Stated exercise 1 >>
Give the rows below as a Markdown table with the columns Number and Line, starting at the line that contains "[tag] upside down bicycle: a pin per instance" and ending with the last line of the rows. Leave out blank lines and the pictures.

Document extract >>
● ● ●
The news in one sentence

FERC’s rehearing order known as Order 1920-A largely affirms the 2024 transmission planning rule and, crucially, gives state regulators a stronger hand in how 20-year regional plans are built and how the bills are split, including a longer window for states to hammer out cost-sharing agreements and a requirement that utilities file those state agreements with FERC for a decision, even if the utility prefers a different plan. For the primary details, see the FERC summary of Order 1920-A.

This article translates the order into concrete steps. It also highlights how right-sizing existing lines and planning multi-state corridors can finally move, and where federal designations and financing are likely to accelerate first in 2026.

What exactly changed for states

Think of regional transmission planning like building a long highway that must cross many counties. Before, the highway engineers took the lead and the counties reacted. Now, the counties have seats at the table early, and they can extend the negotiation meetings if they need more time to agree on how to pay for the road.
● ● ●
Data >>
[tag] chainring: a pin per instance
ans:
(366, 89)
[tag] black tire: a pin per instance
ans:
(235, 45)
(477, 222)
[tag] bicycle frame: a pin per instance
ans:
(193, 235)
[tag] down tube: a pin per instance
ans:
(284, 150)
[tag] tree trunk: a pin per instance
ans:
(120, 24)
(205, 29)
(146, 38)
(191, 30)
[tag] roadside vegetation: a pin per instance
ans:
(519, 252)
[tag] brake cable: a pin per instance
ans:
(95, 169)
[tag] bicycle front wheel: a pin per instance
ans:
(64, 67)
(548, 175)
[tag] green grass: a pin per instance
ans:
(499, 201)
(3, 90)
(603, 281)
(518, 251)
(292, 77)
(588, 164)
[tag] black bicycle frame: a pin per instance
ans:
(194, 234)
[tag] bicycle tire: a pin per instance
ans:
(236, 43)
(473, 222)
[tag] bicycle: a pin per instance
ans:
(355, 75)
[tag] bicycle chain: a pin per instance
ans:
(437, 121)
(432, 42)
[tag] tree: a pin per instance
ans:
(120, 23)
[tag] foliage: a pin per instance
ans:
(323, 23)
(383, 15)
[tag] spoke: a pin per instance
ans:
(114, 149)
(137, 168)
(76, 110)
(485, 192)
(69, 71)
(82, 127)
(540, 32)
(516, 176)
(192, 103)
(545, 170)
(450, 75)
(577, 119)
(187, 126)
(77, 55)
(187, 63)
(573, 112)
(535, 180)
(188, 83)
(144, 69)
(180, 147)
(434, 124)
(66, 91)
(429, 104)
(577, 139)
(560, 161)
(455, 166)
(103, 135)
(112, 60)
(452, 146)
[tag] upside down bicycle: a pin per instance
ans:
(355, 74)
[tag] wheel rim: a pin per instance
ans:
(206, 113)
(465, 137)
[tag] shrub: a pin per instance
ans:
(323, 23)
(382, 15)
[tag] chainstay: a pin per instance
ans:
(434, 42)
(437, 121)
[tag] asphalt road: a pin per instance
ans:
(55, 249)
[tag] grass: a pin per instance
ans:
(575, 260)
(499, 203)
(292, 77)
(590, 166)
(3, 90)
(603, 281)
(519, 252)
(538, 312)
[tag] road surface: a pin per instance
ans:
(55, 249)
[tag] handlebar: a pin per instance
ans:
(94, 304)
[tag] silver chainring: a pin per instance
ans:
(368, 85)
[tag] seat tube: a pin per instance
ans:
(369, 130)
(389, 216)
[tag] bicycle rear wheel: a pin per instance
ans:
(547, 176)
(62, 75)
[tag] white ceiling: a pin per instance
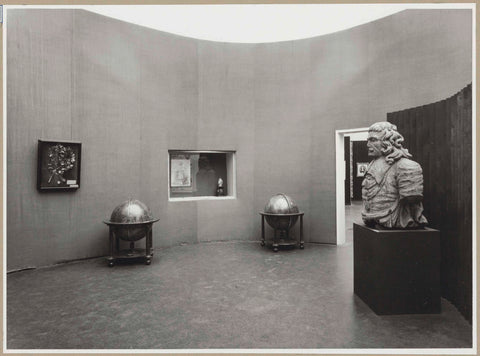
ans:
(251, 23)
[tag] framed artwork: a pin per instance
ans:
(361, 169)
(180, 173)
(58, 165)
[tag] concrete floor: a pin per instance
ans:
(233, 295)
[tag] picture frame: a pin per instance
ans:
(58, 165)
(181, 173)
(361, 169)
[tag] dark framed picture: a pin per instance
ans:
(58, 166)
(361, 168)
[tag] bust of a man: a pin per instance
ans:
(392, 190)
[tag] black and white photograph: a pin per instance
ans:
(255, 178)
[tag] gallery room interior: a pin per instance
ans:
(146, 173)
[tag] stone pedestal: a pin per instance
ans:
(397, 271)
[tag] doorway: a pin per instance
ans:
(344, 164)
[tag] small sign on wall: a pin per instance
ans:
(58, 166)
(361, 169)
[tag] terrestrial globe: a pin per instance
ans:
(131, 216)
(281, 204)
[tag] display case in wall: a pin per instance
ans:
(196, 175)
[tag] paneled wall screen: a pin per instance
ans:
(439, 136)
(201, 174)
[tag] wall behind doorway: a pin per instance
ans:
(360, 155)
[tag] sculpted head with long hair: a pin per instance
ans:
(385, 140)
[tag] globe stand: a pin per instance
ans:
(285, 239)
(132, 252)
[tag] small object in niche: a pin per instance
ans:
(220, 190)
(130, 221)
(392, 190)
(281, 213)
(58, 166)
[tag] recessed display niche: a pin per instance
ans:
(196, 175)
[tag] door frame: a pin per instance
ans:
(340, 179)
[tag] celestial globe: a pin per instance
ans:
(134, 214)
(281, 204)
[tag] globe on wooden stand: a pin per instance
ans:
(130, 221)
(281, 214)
● ● ●
Stated exercise 2 >>
Retype the passage of the FERC transmission article above that begins at the words "FERC’s rehearing order" and ends after "first in 2026.".

Task answer 1 >>
| Number | Line |
|---|---|
| 1 | [tag] upside down bicycle: a pin per instance |
| 2 | ans: |
| 3 | (355, 74) |
| 4 | [tag] wheel rim: a pin per instance |
| 5 | ans: |
| 6 | (206, 113) |
| 7 | (465, 137) |
| 8 | [tag] shrub: a pin per instance |
| 9 | ans: |
| 10 | (323, 23) |
| 11 | (382, 15) |
| 12 | [tag] chainstay: a pin per instance |
| 13 | ans: |
| 14 | (434, 42) |
| 15 | (437, 121) |
| 16 | [tag] asphalt road: a pin per instance |
| 17 | ans: |
| 18 | (55, 249) |
| 19 | [tag] grass: a pin per instance |
| 20 | ans: |
| 21 | (575, 260) |
| 22 | (499, 203) |
| 23 | (292, 77) |
| 24 | (590, 166) |
| 25 | (3, 90) |
| 26 | (603, 281) |
| 27 | (519, 252) |
| 28 | (538, 312) |
| 29 | [tag] road surface: a pin per instance |
| 30 | ans: |
| 31 | (55, 249) |
| 32 | [tag] handlebar: a pin per instance |
| 33 | ans: |
| 34 | (94, 304) |
| 35 | [tag] silver chainring: a pin per instance |
| 36 | ans: |
| 37 | (368, 85) |
| 38 | [tag] seat tube: a pin per instance |
| 39 | ans: |
| 40 | (369, 130) |
| 41 | (389, 216) |
| 42 | [tag] bicycle rear wheel: a pin per instance |
| 43 | ans: |
| 44 | (547, 176) |
| 45 | (62, 75) |
| 46 | [tag] white ceiling: a pin per instance |
| 47 | ans: |
| 48 | (251, 23) |
| 49 | [tag] framed artwork: a pin per instance |
| 50 | ans: |
| 51 | (361, 169) |
| 52 | (180, 173) |
| 53 | (58, 165) |
| 54 | [tag] concrete floor: a pin per instance |
| 55 | ans: |
| 56 | (233, 295) |
| 57 | [tag] picture frame: a pin per instance |
| 58 | ans: |
| 59 | (58, 165) |
| 60 | (181, 173) |
| 61 | (361, 169) |
| 62 | [tag] dark framed picture: a pin per instance |
| 63 | ans: |
| 64 | (58, 166) |
| 65 | (361, 168) |
| 66 | [tag] bust of a man: a pin per instance |
| 67 | ans: |
| 68 | (392, 190) |
| 69 | [tag] black and white photograph: a pin per instance |
| 70 | ans: |
| 71 | (255, 178) |
| 72 | [tag] gallery room interior: a pin per instance |
| 73 | ans: |
| 74 | (146, 173) |
| 75 | [tag] stone pedestal: a pin per instance |
| 76 | ans: |
| 77 | (397, 271) |
| 78 | [tag] doorway: a pin per instance |
| 79 | ans: |
| 80 | (344, 164) |
| 81 | [tag] small sign on wall: a pin per instance |
| 82 | ans: |
| 83 | (58, 166) |
| 84 | (361, 169) |
| 85 | [tag] terrestrial globe: a pin per instance |
| 86 | ans: |
| 87 | (131, 216) |
| 88 | (281, 204) |
| 89 | [tag] display case in wall: a pin per instance |
| 90 | ans: |
| 91 | (196, 175) |
| 92 | [tag] paneled wall screen: a pin per instance |
| 93 | ans: |
| 94 | (439, 136) |
| 95 | (201, 174) |
| 96 | [tag] wall behind doorway: a pin per instance |
| 97 | ans: |
| 98 | (360, 155) |
| 99 | [tag] sculpted head with long hair: a pin per instance |
| 100 | ans: |
| 101 | (385, 140) |
| 102 | [tag] globe stand: a pin per instance |
| 103 | ans: |
| 104 | (285, 239) |
| 105 | (132, 252) |
| 106 | [tag] small object in niche: a pin per instance |
| 107 | ans: |
| 108 | (220, 190) |
| 109 | (130, 221) |
| 110 | (392, 190) |
| 111 | (281, 213) |
| 112 | (58, 166) |
| 113 | [tag] recessed display niche: a pin per instance |
| 114 | ans: |
| 115 | (196, 175) |
| 116 | [tag] door frame: a pin per instance |
| 117 | ans: |
| 118 | (340, 179) |
| 119 | [tag] celestial globe: a pin per instance |
| 120 | ans: |
| 121 | (134, 214) |
| 122 | (281, 204) |
| 123 | [tag] globe on wooden stand: a pin per instance |
| 124 | ans: |
| 125 | (130, 221) |
| 126 | (281, 214) |

Task answer 2 >>
FERC’s rehearing order known as Order 1920-A largely affirms the 2024 transmission planning rule and, crucially, gives state regulators a stronger hand in how 20-year regional plans are built and how the bills are split, including a longer window for states to hammer out cost-sharing agreements and a requirement that utilities file those state agreements with FERC for a decision, even if the utility prefers a different plan. For the primary details, see the FERC summary of Order 1920-A.

This article translates the order into concrete steps. It also highlights how right-sizing existing lines and planning multi-state corridors can finally move, and where federal designations and financing are likely to accelerate first in 2026.